**Short task**
Reproduce each of the entries below verbatim, line for line, with no changes.

**Supplied data**
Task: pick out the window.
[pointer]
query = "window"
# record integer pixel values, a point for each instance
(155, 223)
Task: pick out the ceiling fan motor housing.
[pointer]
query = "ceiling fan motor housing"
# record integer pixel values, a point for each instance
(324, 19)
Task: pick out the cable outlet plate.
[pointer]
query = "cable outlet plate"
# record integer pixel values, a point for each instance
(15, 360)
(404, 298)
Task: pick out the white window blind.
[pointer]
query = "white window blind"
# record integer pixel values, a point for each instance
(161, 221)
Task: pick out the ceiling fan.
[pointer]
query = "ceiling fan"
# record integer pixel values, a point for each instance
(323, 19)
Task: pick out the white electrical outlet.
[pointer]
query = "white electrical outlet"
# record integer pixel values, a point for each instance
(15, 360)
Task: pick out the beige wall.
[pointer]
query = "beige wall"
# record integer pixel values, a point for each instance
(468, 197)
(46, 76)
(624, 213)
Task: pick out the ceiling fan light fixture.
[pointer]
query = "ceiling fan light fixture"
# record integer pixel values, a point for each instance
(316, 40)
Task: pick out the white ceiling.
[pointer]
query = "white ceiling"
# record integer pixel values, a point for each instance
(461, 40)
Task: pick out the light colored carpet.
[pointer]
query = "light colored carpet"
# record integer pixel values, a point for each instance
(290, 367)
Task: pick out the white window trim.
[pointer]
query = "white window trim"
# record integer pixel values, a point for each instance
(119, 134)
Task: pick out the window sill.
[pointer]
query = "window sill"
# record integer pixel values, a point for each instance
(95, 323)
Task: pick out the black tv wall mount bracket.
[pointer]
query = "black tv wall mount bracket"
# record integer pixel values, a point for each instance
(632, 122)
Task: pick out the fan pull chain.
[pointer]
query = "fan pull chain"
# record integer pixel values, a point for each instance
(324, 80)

**Answer in full**
Task: pick out the window.
[pointer]
query = "window"
# record integer pixel values, a point for each instance
(155, 223)
Task: pick out the ceiling fan motor housing.
[pointer]
query = "ceiling fan motor housing"
# record integer pixel values, a point for each instance
(324, 19)
Task: pick out the cable outlet plate.
[pointer]
query = "cable outlet plate"
# record integer pixel values, a point for each instance
(15, 360)
(404, 298)
Task: pick out the white window blind.
[pointer]
query = "white window blind"
# record integer pixel values, a point for each instance
(161, 221)
Task: pick out the ceiling fan.
[pointer]
query = "ceiling fan"
# record integer pixel values, a point for each instance
(323, 19)
Task: pick out the white electrical outlet.
[pointer]
query = "white electrical outlet"
# record integer pixel values, a point for each instance
(15, 360)
Task: pick out the beige wall.
[pointer]
query = "beige wall"
# record integer pixel values, a point for each instance
(468, 197)
(46, 76)
(624, 213)
Task: pick out the ceiling fan light fixture.
[pointer]
query = "ceiling fan light fixture"
# record integer pixel values, a point for each instance
(316, 40)
Task: pick out the white ceiling.
[pointer]
query = "white ceiling"
# record integer pixel values, a point for each instance
(461, 40)
Task: pick out the light colored carpet.
[pointer]
query = "light colored carpet"
# record integer pixel values, a point for each instance
(290, 367)
Task: pick out the white window trim.
[pointer]
query = "white window trim"
# record integer pixel values, a point for each instance
(119, 134)
Task: pick out the window sill.
[pointer]
query = "window sill"
# record integer pixel values, a point for each instance
(95, 323)
Task: pick out the black tv wall mount bracket.
[pointer]
query = "black tv wall mount bracket"
# record integer pixel values, a point for each instance
(632, 122)
Task: pick out the fan pull chain.
[pointer]
query = "fan pull chain"
# record integer pixel values, a point for each instance
(324, 80)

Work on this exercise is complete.